→ PROBLEM REQUIREMENTS: The response should be exactly the number of lines in the material below that contain the word "suit".

>>>

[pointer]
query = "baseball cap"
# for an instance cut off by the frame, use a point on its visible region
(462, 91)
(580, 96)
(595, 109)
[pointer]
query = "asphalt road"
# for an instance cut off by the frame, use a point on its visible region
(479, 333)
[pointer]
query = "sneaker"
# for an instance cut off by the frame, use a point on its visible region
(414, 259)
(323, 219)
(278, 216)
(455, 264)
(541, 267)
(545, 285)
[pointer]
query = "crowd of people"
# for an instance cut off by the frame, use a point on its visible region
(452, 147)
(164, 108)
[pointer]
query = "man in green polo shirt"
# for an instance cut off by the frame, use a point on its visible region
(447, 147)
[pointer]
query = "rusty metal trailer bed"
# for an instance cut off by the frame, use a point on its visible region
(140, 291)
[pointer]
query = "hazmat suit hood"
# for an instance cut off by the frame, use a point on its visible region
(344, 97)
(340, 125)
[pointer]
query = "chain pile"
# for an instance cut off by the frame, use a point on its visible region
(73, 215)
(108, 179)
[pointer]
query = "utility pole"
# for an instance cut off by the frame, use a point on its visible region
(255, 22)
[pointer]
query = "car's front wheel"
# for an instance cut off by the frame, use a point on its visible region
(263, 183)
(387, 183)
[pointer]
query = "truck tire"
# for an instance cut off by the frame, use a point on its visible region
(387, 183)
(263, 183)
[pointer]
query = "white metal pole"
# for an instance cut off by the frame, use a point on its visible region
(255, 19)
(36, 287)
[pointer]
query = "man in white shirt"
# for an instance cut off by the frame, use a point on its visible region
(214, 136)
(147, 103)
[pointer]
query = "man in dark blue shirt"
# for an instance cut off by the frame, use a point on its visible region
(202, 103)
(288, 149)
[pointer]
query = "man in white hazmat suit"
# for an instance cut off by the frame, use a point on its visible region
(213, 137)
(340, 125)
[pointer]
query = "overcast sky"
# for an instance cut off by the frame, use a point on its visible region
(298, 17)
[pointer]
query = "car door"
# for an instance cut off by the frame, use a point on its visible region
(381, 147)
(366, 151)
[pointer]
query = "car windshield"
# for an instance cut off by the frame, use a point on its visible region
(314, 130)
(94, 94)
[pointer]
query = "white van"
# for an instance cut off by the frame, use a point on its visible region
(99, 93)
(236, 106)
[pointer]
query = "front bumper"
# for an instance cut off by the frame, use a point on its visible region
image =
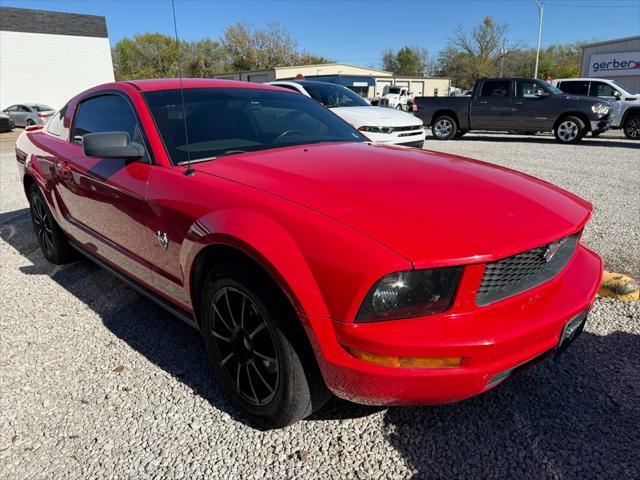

<<<

→ SOLUTION FOR THIS EXERCISE: 2